▶ TEXTABSCHNITT:
Kiel geht die Puste aus - Flensburg schleicht sich an
Flensburg (dpa) - Dem erfolgsverwöhnten Handball-Krösus THW Kiel geht die Puste aus, und die Konkurrenz atmet erleichtert auf. Die dritte Kieler Pleite in dieser Bundesliga-Saison macht die Meisterschaft spannend wie lange nicht.
Nach dem unerwarteten 29:33 bei Frisch Auf Göppingen bleibt der THW zwar an der Spitze, wackelt aber. „Heute war ich vielleicht bei 20 Prozent“, gestand der sonst so robuste und wurfgewaltige Rückraumspieler Filip Jicha. Der nach einem grippalen Infekt geschwächte Tscheche ist Sinnbild der momentanen Durststrecke. „Ich fühle mich auch grade nicht wohl auf dem Spielfeld“, gibt der 30-Jährige unumwunden zu.

▶ DEINE AUFGABE:
Gib den Handballbericht von „Kiel geht die Puste aus - Flensburg“ bis „30-Jährige unumwunden zu.“ wieder und tausche dabei „THW“ gegen „Rekordmeister“ aus.

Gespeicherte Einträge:
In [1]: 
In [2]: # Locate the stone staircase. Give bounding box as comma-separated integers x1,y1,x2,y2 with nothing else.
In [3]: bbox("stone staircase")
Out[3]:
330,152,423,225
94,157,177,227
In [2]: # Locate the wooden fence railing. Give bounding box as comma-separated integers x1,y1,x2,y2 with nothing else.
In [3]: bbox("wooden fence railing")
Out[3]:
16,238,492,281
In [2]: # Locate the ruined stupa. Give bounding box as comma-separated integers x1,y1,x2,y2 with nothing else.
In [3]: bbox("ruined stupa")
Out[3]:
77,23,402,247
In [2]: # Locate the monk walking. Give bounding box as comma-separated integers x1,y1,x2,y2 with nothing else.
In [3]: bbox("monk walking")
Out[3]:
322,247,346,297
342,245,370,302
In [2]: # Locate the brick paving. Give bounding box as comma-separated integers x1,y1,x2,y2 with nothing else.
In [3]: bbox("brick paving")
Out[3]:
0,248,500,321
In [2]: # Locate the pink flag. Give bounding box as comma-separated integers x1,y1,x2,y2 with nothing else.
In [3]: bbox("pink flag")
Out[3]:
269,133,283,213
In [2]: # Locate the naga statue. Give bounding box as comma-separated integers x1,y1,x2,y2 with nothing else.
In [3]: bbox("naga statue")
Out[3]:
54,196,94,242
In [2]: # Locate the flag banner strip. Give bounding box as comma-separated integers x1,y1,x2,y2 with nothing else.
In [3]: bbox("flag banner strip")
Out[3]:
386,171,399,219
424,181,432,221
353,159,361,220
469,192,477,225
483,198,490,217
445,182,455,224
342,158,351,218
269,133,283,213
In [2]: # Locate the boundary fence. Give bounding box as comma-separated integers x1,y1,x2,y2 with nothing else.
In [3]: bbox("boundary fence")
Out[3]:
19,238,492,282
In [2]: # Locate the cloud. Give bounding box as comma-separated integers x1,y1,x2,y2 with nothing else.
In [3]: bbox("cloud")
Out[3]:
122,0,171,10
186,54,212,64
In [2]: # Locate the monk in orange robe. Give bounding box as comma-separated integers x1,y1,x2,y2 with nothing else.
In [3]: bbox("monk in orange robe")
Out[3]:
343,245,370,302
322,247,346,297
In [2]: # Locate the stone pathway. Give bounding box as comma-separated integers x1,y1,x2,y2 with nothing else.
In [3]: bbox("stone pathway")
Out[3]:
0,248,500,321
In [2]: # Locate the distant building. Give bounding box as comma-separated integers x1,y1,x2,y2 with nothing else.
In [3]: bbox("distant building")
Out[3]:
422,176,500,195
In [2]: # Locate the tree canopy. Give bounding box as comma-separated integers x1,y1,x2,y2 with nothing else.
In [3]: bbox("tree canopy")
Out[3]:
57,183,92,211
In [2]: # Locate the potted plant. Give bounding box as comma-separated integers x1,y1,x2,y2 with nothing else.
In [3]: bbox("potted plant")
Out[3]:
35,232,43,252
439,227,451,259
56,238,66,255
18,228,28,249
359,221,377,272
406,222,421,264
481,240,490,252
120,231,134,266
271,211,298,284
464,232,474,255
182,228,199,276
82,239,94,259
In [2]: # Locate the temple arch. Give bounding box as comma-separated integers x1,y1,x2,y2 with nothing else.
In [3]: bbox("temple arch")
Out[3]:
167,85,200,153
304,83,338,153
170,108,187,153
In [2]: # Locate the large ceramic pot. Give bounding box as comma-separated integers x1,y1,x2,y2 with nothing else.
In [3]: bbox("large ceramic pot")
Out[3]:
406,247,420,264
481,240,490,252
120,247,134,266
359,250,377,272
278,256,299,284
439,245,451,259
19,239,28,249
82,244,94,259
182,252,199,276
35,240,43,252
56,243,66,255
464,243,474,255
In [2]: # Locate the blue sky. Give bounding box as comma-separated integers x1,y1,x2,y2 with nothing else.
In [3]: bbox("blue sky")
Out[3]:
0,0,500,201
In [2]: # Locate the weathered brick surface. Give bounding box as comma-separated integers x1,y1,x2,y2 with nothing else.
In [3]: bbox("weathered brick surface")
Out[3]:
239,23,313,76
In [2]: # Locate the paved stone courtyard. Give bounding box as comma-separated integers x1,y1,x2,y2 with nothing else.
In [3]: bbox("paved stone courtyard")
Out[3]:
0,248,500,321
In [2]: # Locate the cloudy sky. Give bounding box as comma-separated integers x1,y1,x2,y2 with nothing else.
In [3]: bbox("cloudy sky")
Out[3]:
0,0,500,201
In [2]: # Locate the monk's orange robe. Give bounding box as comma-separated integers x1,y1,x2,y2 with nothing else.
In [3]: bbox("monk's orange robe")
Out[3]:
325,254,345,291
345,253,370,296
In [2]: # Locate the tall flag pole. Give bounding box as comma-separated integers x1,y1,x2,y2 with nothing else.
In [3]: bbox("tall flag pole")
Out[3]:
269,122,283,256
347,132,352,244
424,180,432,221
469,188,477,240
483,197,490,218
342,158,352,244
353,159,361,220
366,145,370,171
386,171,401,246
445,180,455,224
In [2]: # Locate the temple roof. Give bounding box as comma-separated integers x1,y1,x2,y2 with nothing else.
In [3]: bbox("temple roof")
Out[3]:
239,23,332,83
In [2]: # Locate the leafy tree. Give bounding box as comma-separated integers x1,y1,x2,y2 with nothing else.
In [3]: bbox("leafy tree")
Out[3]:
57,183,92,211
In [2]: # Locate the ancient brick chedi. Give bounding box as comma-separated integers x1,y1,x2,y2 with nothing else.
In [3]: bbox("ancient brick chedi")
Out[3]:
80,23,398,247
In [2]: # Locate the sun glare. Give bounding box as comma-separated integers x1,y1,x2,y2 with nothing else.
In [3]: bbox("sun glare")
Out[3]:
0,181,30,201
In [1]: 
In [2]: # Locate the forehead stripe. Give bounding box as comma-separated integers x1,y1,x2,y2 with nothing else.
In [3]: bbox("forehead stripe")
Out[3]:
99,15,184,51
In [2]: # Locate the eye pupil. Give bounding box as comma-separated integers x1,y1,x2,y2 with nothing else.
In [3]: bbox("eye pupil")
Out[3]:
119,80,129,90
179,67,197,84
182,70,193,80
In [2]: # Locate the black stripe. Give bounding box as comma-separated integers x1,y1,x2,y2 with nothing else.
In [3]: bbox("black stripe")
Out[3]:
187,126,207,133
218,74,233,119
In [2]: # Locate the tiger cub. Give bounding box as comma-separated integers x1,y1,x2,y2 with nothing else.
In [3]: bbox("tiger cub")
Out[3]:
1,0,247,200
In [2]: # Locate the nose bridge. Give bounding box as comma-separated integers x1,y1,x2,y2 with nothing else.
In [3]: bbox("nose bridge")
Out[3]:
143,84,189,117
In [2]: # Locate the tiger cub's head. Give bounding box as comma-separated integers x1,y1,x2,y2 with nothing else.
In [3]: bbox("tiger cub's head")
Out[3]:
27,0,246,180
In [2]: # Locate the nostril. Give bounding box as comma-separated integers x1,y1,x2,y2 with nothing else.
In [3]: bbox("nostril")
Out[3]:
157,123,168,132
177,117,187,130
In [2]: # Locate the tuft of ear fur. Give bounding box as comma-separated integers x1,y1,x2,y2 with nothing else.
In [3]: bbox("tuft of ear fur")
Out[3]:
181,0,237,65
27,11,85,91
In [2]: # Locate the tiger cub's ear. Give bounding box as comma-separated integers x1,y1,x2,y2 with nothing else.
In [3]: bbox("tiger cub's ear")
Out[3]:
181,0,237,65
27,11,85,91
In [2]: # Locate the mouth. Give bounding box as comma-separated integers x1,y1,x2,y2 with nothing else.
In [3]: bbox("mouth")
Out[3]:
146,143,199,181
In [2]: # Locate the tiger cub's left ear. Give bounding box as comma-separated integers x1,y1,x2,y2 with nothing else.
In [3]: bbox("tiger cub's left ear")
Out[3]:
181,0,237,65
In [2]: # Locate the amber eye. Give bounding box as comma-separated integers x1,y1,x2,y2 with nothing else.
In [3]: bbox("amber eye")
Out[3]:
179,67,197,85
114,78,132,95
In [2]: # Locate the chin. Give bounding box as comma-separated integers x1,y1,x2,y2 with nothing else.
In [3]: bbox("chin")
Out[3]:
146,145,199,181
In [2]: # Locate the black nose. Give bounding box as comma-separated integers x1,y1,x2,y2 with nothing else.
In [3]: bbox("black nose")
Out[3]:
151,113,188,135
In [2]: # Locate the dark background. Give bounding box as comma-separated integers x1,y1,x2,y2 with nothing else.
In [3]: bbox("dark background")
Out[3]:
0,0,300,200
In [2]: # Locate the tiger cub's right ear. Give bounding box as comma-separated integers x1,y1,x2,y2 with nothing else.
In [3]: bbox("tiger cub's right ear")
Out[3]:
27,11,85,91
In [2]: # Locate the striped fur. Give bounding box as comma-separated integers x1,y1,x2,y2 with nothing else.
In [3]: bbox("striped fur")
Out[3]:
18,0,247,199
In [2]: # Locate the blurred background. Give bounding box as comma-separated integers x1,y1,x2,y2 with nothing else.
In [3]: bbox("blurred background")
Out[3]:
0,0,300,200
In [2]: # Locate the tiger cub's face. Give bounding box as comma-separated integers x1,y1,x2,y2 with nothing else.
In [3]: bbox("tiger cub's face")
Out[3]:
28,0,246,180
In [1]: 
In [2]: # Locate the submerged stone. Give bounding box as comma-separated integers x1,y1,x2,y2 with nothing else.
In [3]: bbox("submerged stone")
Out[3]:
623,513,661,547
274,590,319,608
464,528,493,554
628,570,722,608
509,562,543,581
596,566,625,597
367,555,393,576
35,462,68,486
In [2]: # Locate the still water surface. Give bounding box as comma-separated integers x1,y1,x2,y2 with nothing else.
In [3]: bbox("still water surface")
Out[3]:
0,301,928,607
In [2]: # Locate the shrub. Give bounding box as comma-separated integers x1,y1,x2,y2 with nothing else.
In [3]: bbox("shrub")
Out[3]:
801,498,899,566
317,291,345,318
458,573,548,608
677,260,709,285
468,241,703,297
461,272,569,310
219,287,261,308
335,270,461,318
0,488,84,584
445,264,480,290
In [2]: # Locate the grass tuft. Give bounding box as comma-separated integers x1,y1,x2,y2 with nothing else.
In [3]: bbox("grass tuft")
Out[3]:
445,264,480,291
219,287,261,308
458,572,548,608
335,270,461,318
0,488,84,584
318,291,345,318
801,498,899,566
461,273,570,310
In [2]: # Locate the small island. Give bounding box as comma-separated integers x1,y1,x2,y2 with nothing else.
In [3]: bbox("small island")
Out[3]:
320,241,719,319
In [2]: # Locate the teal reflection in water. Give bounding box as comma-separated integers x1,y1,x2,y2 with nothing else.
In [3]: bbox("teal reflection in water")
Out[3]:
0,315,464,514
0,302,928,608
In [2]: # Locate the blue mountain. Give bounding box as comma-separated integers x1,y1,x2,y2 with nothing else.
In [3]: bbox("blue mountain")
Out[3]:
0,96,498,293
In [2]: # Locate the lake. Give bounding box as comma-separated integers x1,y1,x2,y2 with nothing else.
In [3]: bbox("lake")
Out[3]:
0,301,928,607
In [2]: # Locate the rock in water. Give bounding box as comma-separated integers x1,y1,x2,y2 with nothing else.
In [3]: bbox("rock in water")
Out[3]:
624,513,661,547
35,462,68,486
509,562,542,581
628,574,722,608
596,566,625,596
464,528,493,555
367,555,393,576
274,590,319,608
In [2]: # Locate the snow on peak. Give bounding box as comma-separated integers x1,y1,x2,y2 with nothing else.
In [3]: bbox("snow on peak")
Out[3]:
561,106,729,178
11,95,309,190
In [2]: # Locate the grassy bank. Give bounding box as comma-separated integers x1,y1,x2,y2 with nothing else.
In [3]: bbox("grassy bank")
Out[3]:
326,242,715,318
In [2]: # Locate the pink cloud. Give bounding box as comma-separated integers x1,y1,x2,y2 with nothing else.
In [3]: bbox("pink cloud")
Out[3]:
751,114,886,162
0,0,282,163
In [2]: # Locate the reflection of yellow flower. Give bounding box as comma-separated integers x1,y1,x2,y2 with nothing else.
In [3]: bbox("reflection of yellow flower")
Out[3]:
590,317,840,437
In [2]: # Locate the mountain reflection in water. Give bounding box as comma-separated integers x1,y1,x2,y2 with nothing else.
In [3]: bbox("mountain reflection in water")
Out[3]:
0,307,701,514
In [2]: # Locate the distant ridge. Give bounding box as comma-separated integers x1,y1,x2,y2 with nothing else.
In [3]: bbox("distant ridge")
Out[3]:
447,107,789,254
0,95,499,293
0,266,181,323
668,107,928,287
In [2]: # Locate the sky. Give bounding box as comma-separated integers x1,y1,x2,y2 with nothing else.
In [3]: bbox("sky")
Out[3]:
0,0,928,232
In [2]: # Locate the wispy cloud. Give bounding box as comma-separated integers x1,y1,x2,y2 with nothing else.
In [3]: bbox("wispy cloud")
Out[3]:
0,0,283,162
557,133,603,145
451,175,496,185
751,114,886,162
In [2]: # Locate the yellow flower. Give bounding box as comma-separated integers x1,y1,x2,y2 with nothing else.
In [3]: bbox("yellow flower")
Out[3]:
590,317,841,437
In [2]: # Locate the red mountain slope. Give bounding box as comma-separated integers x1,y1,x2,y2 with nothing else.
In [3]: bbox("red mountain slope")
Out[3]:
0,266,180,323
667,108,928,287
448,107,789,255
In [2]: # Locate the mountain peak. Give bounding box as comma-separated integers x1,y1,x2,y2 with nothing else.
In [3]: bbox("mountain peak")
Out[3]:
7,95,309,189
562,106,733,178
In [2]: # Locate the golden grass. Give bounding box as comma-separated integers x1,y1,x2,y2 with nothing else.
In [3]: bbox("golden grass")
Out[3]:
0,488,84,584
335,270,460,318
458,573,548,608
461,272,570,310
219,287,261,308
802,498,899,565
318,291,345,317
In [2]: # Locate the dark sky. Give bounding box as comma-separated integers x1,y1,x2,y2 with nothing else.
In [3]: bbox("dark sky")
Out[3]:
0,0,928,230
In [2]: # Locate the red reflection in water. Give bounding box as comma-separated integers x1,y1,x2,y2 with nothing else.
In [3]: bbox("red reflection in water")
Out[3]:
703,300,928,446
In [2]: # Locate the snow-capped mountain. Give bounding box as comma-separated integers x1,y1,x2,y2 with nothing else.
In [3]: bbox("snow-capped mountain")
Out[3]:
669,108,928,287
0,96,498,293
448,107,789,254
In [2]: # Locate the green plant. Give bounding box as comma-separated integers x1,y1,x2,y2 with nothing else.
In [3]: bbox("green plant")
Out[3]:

▶ LÖSUNG:
Kiel geht die Puste aus - Flensburg schleicht sich an
Flensburg (dpa) - Dem erfolgsverwöhnten Handball-Krösus Rekordmeister Kiel geht die Puste aus, und die Konkurrenz atmet erleichtert auf. Die dritte Kieler Pleite in dieser Bundesliga-Saison macht die Meisterschaft spannend wie lange nicht.
Nach dem unerwarteten 29:33 bei Frisch Auf Göppingen bleibt der Rekordmeister zwar an der Spitze, wackelt aber. „Heute war ich vielleicht bei 20 Prozent“, gestand der sonst so robuste und wurfgewaltige Rückraumspieler Filip Jicha. Der nach einem grippalen Infekt geschwächte Tscheche ist Sinnbild der momentanen Durststrecke. „Ich fühle mich auch grade nicht wohl auf dem Spielfeld“, gibt der 30-Jährige unumwunden zu.